To do
Collect each line of the records below that contains the word "light". Treat uppercase and lowercase letters as different.

====================

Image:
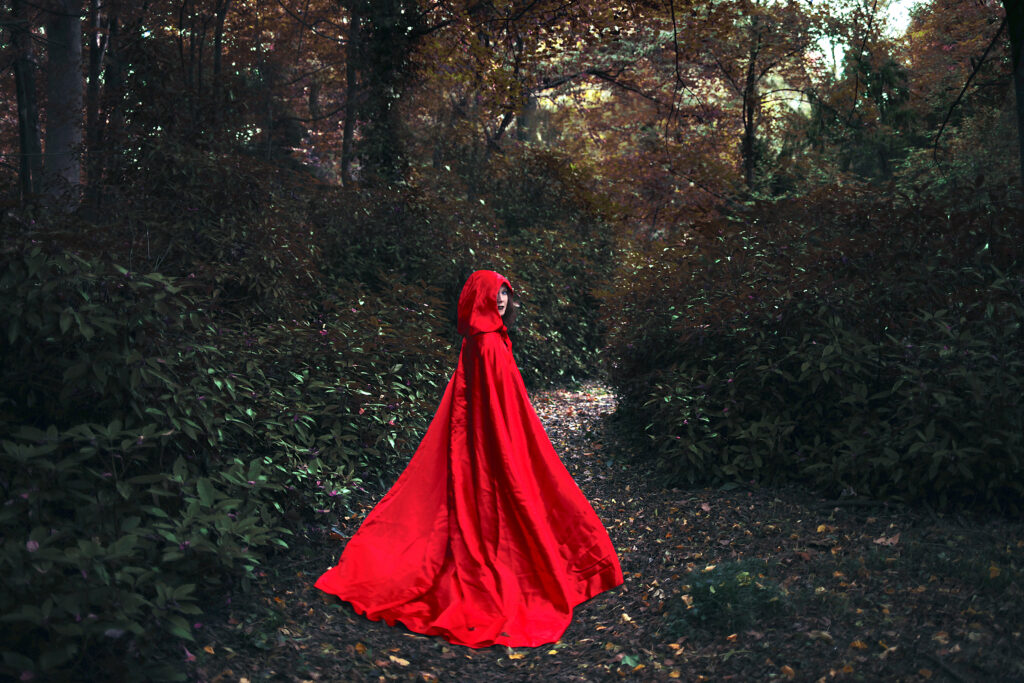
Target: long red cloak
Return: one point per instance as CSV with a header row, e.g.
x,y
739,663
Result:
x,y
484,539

====================

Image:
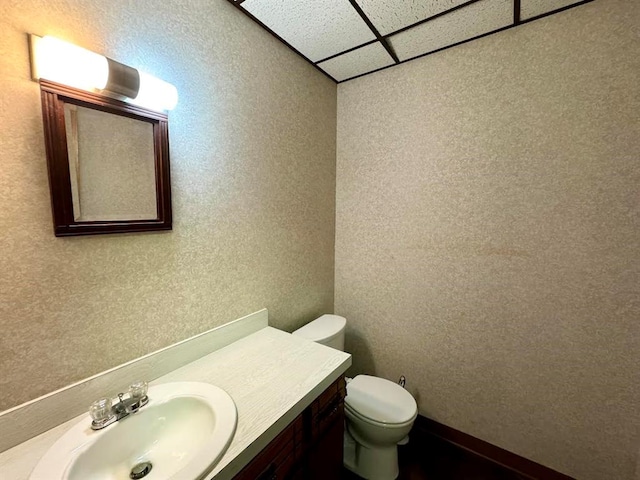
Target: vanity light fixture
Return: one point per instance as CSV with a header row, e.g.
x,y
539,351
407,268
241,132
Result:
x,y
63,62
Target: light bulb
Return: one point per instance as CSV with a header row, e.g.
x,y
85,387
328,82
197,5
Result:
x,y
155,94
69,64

====================

Result
Target: vanity light fixture
Target: light bulb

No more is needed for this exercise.